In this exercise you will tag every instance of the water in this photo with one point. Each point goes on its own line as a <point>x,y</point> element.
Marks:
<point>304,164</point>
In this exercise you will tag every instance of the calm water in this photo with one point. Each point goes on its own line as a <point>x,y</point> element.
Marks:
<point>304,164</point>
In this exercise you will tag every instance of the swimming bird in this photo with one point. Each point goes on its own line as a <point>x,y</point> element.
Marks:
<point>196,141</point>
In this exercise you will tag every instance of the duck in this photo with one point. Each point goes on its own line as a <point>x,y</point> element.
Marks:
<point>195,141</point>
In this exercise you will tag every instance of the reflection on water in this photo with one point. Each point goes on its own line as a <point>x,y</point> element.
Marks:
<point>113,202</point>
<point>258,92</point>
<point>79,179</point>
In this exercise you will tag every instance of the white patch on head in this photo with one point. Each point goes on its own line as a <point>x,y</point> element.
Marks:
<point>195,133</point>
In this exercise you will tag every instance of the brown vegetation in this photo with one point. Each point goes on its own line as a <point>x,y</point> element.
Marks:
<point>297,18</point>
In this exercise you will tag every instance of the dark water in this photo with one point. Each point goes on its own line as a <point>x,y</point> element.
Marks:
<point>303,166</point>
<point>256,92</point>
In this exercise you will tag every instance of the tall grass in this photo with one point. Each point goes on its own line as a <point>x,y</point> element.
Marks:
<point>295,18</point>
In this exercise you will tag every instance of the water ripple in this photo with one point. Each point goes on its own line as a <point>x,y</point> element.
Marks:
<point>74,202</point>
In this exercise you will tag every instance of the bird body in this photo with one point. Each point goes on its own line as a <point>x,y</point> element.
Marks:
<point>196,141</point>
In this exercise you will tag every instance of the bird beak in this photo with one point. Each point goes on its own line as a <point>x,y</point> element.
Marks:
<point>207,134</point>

# # # # # # #

### TASK DETAILS:
Copy all of the records above line for line, keeping every character unchanged.

### RESPONSE:
In this exercise you will tag every instance of the water in this photo with one point. Each point goes on its own line as a <point>x,y</point> element.
Marks:
<point>304,164</point>
In this exercise you will tag every instance of the calm water in this photo with one point. Each point goes on its own line as a <point>x,y</point> element.
Marks:
<point>304,164</point>
In this exercise you will tag every instance of the swimming bird in this photo with one point. Each point goes on its own line as a <point>x,y</point> element.
Marks:
<point>196,141</point>
In this exercise you will tag every instance of the duck in this photo with one point. Each point goes on its own line as a <point>x,y</point> element.
Marks:
<point>195,141</point>
In this exercise you will tag every instance of the reflection on water in this photo with one point. Each point goes on its own line as a <point>x,y</point> element.
Marks:
<point>113,202</point>
<point>258,92</point>
<point>79,179</point>
In this exercise you will tag every instance of the white patch on head in this photo with one point. Each point goes on its own line as a <point>x,y</point> element.
Marks:
<point>195,133</point>
In this exercise you will tag every instance of the brown vegetation in this photo with one point. Each point goes on its own line as a <point>x,y</point> element.
Marks:
<point>297,18</point>
In this exercise you will tag every instance of the dark water in this photo with one point. Each point goes on its own line as a <point>x,y</point> element.
Marks:
<point>303,166</point>
<point>256,92</point>
In this exercise you will tag every instance of the tall grass in this photo with one point. Each point goes on its own line as a <point>x,y</point> element.
Marks:
<point>295,18</point>
In this exercise you will tag every instance of the water ripple in this photo with one point. Each point goes on its own line as a <point>x,y</point> element.
Marks:
<point>74,202</point>
In this exercise you will tag every instance of the bird body in this photo with one point. Each point goes on its own line as a <point>x,y</point> element.
Marks:
<point>196,141</point>
In this exercise you will tag every instance of the bird beak in this photo with one point. Each point goes on its own line as a <point>x,y</point> element.
Marks:
<point>207,134</point>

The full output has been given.